● GIVEN DATA
────
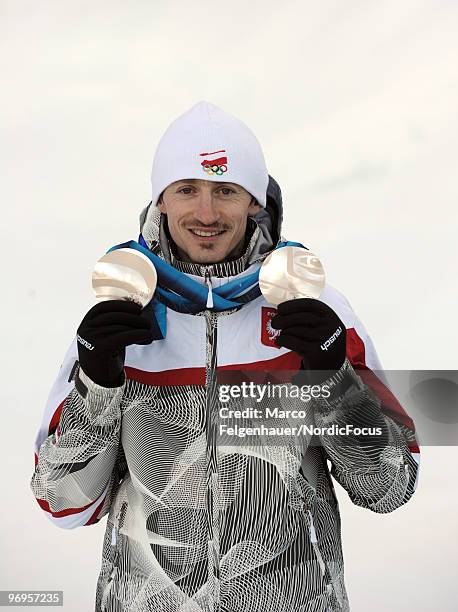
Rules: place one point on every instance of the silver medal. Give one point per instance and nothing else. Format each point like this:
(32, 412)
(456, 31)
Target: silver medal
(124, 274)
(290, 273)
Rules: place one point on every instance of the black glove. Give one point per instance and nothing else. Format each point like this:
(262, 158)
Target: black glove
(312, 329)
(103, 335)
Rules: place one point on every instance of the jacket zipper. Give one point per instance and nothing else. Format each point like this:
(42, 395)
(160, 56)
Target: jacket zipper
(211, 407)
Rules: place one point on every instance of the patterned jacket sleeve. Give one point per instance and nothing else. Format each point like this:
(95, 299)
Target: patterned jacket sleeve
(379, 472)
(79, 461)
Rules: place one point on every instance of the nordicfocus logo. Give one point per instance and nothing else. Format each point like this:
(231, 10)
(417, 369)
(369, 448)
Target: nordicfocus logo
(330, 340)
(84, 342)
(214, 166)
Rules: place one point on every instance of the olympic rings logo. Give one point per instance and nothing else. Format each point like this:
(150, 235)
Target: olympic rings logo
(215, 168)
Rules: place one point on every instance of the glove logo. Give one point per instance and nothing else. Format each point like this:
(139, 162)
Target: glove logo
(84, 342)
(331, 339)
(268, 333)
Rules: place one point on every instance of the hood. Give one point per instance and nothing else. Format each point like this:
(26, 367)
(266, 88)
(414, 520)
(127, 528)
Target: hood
────
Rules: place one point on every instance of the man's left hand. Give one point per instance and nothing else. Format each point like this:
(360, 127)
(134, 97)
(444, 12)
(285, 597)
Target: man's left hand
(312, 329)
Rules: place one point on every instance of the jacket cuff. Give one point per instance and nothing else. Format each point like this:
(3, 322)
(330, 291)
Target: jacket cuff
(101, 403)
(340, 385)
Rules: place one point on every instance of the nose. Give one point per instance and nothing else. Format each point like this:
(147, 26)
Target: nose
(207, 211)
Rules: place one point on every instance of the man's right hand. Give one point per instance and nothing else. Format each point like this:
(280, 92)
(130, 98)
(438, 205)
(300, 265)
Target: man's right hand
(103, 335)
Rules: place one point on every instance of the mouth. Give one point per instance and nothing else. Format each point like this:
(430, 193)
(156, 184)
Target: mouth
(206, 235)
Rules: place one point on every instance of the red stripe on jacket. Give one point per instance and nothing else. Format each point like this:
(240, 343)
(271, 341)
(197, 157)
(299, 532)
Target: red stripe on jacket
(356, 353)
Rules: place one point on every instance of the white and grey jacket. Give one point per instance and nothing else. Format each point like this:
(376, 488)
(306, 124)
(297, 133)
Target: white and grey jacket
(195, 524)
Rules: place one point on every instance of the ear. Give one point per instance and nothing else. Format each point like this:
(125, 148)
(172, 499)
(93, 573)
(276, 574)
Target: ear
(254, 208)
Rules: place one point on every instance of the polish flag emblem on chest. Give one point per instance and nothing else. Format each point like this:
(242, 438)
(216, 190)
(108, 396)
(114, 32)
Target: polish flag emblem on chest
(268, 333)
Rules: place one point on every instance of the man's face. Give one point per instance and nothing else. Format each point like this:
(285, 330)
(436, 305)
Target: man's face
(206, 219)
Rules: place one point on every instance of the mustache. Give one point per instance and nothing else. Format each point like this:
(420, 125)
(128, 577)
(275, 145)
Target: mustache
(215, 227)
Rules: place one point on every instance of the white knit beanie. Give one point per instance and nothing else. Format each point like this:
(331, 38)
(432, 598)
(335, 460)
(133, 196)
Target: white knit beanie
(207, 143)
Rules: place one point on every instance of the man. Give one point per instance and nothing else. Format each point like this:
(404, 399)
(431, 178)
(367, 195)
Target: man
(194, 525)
────
● EXERCISE REQUIREMENTS
Repeat, word for word, the lines from the one containing "Rules: place one point on every instance of the olympic" through the one containing "Target: hood", including both of those lines.

● SOLUTION FOR THIS EXERCISE
Rules: place one point on every instance of the olympic rings logo. Give one point per instance and nothing else. Format each point like this:
(150, 235)
Target: olympic rings logo
(215, 168)
Rules: place one point on every instance of the glove logo. Give one point per instance and nothing else. Format each point like this:
(139, 162)
Target: glove logo
(84, 342)
(331, 339)
(268, 333)
Rules: place one point on every instance of the hood. Give one point per instance and nothing else. Format each point like this:
(26, 367)
(266, 88)
(414, 520)
(127, 528)
Target: hood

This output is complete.